▶ [PASSAGE]:
But no matter how Taiwan’s political leaders may try to spin it, one thing is clear: Beijing doesn’t like it. And eventually, something will have to give.
Although China has called William Lai a “destroyer of peace,” the President-elect is not a revolutionary, or even a rabble-rouser. His main election promise was to continue the policies of his two-term predecessor, Tsai Ing-Wen, including “cooperation with China.” His spokesman during the campaign, Vincent Chao, speaking in Taipei on Jan. 17, said, “We are the party of the status quo. It’s going to be an administration of continuation. There’s going to be no surprises. We do want to have some sort of relationship with Beijing.” But the genie of independence talk seems to be out of the bottle. Chao continues: “The people of Taiwan are walking firmly on this path that we’ve been on, which is that there’s convergence on this idea that we are already a sovereign, independent country. There’s no need to declare independence.”
Lai, who won only 40% of the vote, was elected thanks to the third-party spoiler success of the TPP, which is a one-man populist movement taking no particular position on relations with China. It has succeeded in attracting young voters through a combination of its leader’s star power and promises to address domestic economic problems.
Not surprisingly, the KMT’s interpretation is rather different. “In the Legislative Yuan, no party gets a simple majority, so it can be interpreted as the majority of the people wanting to have a better relationship with mainland China,” said Chen-Dong Tso of National Taiwan University, foreign policy adviser to the KMT’s election campaign. “The TTP also takes a pragmatic approach to mainland China when it comes to cross-Strait relations, and [its leader] Ko Wen-je even said that both sides across the Taiwan Strait belong to one family. I think that kind of rhetoric seems to be welcomed by mainland China.”

▶ [STUDY MATERIAL]:
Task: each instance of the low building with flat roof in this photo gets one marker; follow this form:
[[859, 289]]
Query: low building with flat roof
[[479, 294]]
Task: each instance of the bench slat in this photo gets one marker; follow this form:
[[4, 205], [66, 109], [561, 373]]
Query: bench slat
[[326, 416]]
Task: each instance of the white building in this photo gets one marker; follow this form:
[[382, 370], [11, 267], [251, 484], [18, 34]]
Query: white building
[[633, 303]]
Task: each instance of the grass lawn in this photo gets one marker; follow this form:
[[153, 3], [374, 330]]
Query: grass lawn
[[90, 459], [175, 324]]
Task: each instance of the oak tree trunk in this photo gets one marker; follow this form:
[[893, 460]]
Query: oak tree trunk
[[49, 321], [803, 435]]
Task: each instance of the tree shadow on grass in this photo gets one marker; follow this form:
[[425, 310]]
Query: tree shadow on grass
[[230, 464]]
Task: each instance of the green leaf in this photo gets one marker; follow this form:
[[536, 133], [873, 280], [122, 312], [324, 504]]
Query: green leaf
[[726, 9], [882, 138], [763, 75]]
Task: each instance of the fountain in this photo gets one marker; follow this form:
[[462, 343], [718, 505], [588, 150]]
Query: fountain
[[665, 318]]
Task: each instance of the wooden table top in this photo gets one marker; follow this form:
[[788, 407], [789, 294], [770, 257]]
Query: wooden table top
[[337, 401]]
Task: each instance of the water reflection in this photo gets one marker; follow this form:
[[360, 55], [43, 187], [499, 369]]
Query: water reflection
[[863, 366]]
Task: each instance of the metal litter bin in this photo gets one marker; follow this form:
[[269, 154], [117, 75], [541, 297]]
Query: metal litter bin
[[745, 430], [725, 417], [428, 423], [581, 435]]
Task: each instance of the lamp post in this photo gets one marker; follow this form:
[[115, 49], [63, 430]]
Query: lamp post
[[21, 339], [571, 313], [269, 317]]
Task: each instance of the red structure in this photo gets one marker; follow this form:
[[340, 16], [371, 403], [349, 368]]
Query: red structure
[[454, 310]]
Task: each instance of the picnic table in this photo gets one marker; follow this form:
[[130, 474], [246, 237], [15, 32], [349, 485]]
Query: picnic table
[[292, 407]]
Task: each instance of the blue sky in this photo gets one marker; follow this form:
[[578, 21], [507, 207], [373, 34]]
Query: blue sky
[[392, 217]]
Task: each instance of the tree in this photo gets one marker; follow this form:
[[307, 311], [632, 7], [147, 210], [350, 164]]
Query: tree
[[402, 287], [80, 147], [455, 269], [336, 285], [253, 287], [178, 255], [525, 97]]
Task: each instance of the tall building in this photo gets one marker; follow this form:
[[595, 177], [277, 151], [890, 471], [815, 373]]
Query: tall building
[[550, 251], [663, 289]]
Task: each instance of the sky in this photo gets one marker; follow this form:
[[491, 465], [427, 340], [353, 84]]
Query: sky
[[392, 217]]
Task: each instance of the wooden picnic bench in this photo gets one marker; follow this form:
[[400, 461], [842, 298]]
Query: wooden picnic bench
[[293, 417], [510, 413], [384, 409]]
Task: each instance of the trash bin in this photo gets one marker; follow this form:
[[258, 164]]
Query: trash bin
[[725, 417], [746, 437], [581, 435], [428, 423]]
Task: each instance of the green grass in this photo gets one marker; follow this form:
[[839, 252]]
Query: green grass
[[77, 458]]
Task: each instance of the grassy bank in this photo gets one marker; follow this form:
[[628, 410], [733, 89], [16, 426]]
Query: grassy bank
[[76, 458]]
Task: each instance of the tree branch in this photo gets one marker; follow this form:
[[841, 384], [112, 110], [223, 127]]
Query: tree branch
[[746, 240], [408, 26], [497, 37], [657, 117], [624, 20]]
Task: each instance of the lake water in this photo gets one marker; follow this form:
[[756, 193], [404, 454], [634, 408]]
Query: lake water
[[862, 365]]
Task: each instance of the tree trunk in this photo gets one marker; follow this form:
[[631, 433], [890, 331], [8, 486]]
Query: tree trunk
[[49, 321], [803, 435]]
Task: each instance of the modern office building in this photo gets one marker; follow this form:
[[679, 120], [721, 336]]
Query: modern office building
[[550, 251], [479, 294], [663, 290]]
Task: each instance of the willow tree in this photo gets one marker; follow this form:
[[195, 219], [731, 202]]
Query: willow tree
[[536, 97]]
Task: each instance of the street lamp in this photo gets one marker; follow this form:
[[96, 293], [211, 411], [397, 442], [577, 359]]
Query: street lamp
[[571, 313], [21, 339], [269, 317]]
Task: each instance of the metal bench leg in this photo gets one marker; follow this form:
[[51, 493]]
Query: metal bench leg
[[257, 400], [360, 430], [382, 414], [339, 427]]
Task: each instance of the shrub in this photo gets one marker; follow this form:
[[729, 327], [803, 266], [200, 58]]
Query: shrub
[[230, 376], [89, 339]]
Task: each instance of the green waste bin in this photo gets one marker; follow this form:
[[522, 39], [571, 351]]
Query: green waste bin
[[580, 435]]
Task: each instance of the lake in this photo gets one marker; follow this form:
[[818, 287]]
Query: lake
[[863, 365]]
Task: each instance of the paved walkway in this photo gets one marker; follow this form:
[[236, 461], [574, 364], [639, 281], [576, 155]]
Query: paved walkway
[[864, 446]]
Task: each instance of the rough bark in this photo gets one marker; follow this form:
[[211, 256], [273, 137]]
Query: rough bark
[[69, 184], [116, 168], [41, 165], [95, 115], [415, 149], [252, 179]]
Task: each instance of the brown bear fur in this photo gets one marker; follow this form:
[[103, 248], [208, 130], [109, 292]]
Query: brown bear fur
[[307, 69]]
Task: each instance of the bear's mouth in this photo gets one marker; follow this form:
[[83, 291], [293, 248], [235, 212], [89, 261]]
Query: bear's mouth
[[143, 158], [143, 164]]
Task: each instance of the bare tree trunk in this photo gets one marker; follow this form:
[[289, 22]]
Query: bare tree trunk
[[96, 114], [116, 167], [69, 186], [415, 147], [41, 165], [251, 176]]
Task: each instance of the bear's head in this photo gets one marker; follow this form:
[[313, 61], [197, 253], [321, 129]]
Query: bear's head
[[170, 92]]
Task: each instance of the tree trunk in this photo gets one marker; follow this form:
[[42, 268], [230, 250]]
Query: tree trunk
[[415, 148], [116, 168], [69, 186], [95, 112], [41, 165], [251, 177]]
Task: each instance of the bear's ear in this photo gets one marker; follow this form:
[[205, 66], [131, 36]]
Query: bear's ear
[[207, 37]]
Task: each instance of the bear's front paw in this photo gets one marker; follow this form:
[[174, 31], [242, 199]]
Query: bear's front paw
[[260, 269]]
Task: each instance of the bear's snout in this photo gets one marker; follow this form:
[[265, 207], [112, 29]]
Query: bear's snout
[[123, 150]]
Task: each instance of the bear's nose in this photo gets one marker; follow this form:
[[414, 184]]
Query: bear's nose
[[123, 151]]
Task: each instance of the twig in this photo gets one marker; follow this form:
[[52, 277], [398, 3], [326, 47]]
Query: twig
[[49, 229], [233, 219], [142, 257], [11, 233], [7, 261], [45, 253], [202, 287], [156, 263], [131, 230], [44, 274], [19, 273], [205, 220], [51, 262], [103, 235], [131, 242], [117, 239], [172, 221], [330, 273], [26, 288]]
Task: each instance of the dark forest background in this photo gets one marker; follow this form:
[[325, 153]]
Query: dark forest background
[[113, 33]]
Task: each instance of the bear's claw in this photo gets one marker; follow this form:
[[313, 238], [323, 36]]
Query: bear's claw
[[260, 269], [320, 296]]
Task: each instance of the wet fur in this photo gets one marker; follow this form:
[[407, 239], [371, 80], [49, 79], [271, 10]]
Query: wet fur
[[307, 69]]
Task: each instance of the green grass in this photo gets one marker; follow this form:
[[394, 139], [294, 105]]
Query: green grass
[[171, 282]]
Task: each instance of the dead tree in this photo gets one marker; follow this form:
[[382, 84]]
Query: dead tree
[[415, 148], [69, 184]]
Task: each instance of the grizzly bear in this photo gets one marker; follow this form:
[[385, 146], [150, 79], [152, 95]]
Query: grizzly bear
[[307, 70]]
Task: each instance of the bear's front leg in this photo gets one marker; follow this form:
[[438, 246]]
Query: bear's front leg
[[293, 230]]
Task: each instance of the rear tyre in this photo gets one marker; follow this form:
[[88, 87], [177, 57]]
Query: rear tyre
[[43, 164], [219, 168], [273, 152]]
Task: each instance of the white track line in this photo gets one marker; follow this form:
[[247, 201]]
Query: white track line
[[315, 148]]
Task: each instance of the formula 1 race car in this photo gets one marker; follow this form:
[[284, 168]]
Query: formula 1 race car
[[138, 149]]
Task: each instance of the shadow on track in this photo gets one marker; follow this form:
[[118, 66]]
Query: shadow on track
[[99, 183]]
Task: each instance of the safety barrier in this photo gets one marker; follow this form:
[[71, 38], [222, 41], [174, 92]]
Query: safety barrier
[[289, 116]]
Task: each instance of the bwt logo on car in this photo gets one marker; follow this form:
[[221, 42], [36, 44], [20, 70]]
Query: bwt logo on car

▶ [TASK DESCRIPTION]: Continue the passage on Taiwan's election and relations with China, starting after its last sentence. The records are unrelated to the passage on Taiwan's election and China.

▶ [RESULT BELOW]:
It is the generational change they represent that is the big question. The DPP’s offer is to protect the meaningless status quo; the KMT is tied to policies now 50 years out of date. Young people in Taiwan can no more imagine living under Chinese Communist rule than they can imagine living under the fascistic military rule of Chiang Kai-shek’s KMT, but relations with China are not their main issue. They are interested in jobs and affordable housing. The threat from China has been there so long it doesn’t feel particularly urgent.
What does all this mean for the future of Taiwan’s close relationship with Washington? Dr. Tso gives a very specific prediction for U.S.-Taiwan relations during the new administration. “The importance of the United States will become even higher, because the president-elect, William Lai has no way to restart dialogue with mainland China. The only possible way for him to manage cross-Strait relations is to work with the United States.”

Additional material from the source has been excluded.